Your response should consist of the entries below, reproduced exactly and without their images.

(Saved entries)
● ● ● ●

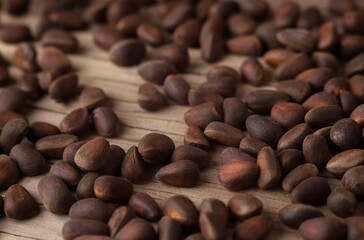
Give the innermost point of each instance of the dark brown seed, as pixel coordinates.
(52, 59)
(269, 169)
(14, 33)
(169, 229)
(341, 6)
(320, 99)
(70, 151)
(348, 102)
(150, 34)
(136, 228)
(358, 115)
(298, 175)
(183, 173)
(6, 116)
(28, 83)
(53, 146)
(176, 54)
(55, 195)
(64, 87)
(256, 227)
(66, 172)
(105, 37)
(85, 188)
(310, 18)
(355, 65)
(145, 206)
(19, 204)
(224, 134)
(294, 137)
(296, 38)
(297, 90)
(212, 226)
(113, 189)
(182, 210)
(262, 101)
(133, 167)
(293, 66)
(90, 208)
(235, 112)
(323, 228)
(325, 59)
(346, 134)
(92, 155)
(24, 57)
(60, 39)
(9, 172)
(74, 228)
(119, 9)
(128, 25)
(119, 219)
(238, 175)
(212, 47)
(323, 116)
(290, 159)
(187, 33)
(216, 206)
(226, 87)
(315, 150)
(91, 98)
(335, 85)
(252, 71)
(288, 115)
(354, 228)
(356, 84)
(127, 52)
(178, 14)
(264, 129)
(12, 99)
(13, 133)
(286, 15)
(197, 97)
(105, 121)
(195, 137)
(342, 203)
(345, 160)
(317, 77)
(231, 154)
(156, 149)
(353, 180)
(312, 191)
(241, 24)
(244, 206)
(328, 36)
(245, 45)
(256, 9)
(75, 122)
(67, 19)
(156, 71)
(113, 162)
(294, 215)
(176, 88)
(29, 160)
(201, 115)
(195, 154)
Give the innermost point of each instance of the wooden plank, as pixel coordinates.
(121, 86)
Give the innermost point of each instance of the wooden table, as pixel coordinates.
(121, 86)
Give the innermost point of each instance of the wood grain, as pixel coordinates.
(121, 85)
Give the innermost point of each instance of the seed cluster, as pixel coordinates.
(312, 122)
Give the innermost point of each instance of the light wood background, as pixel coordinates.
(121, 86)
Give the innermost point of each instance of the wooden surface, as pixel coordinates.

● ● ● ●

FINISHED EXERCISE >>
Give the innermost point of each instance of the dark brown seed, as pixel coordinates.
(52, 59)
(269, 169)
(14, 33)
(169, 229)
(341, 6)
(320, 99)
(70, 151)
(348, 102)
(150, 34)
(136, 228)
(358, 115)
(298, 175)
(183, 173)
(6, 116)
(28, 83)
(53, 146)
(176, 54)
(55, 195)
(64, 87)
(256, 227)
(66, 172)
(105, 37)
(85, 188)
(310, 18)
(355, 65)
(145, 206)
(19, 204)
(224, 134)
(294, 137)
(296, 38)
(297, 90)
(212, 226)
(113, 189)
(182, 210)
(262, 101)
(133, 167)
(293, 66)
(90, 208)
(235, 112)
(323, 228)
(325, 59)
(346, 134)
(92, 155)
(24, 57)
(60, 39)
(9, 172)
(74, 228)
(119, 9)
(128, 25)
(119, 219)
(238, 175)
(212, 47)
(323, 116)
(290, 159)
(187, 33)
(216, 206)
(226, 87)
(315, 150)
(91, 98)
(335, 85)
(252, 71)
(288, 115)
(354, 228)
(356, 84)
(127, 52)
(178, 14)
(264, 129)
(12, 99)
(13, 133)
(286, 15)
(197, 97)
(105, 121)
(195, 137)
(342, 203)
(345, 160)
(317, 77)
(231, 154)
(156, 149)
(353, 180)
(312, 191)
(241, 24)
(244, 206)
(328, 36)
(245, 45)
(256, 9)
(75, 122)
(67, 19)
(156, 71)
(113, 162)
(294, 215)
(176, 88)
(29, 160)
(201, 115)
(195, 154)
Give the innermost point of each instance of the wooden plank, as pixel coordinates.
(121, 86)
Give the innermost point of each instance of the wooden table, as pixel coordinates.
(121, 86)
Give the innermost point of each instance of the wood grain, as pixel coordinates.
(121, 85)
Give the innermost point of each instance of the seed cluster, as pixel coordinates.
(312, 122)
Give the innermost point of each instance of the light wood background, as pixel coordinates.
(121, 86)
Give the innermost point of each instance of the wooden surface, as pixel coordinates.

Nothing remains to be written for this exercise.